Exercise details: In the following material, identify every line holding the string "instance" and return it.

(Supplied material)

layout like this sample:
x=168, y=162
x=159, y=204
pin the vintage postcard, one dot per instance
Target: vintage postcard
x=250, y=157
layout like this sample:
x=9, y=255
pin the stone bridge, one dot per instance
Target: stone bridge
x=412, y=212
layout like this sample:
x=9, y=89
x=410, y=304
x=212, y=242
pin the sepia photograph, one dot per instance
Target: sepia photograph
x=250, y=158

(End Supplied material)
(Supplied material)

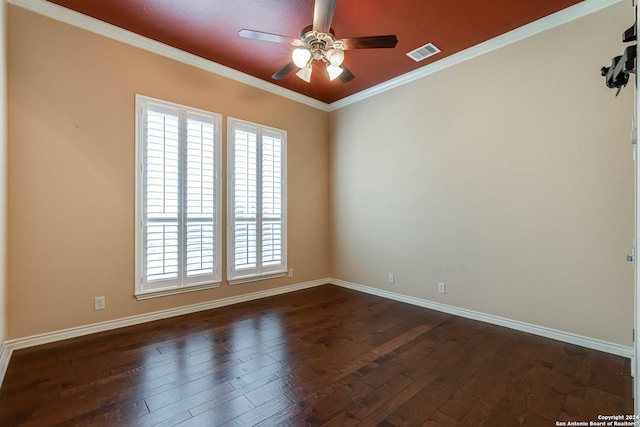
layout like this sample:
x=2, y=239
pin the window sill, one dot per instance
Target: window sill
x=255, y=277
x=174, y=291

(End Supplied material)
(Supplied material)

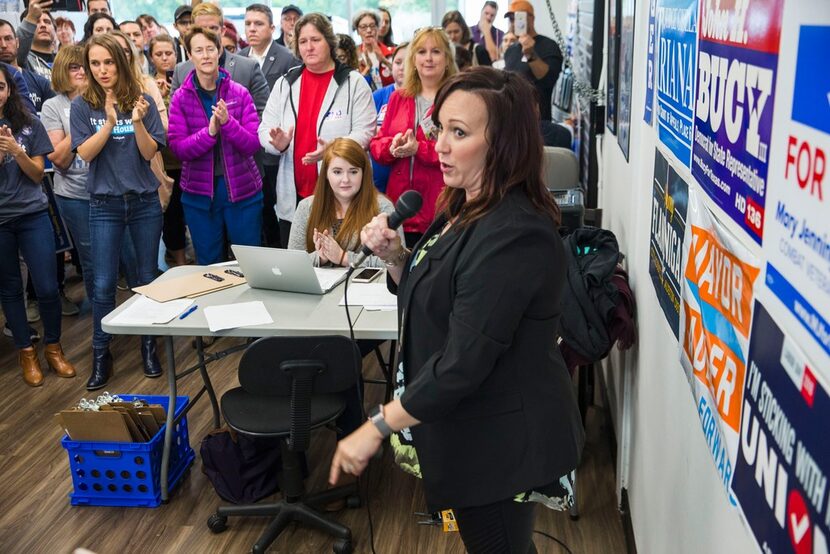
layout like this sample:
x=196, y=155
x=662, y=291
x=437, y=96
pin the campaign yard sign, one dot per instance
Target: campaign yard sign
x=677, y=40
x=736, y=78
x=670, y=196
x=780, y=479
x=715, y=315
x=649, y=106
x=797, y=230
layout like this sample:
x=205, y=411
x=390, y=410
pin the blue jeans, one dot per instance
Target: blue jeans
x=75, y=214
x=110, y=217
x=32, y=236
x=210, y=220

(End Supplied material)

Answer:
pin the vintage postcard, one dot per instance
pin the stone bridge, one dot per instance
pin the sepia photograph, one dot per instance
pin the window sill, one dot per instance
pin the campaign yard sign, one dot per instance
pin the blue jeans, one dot per instance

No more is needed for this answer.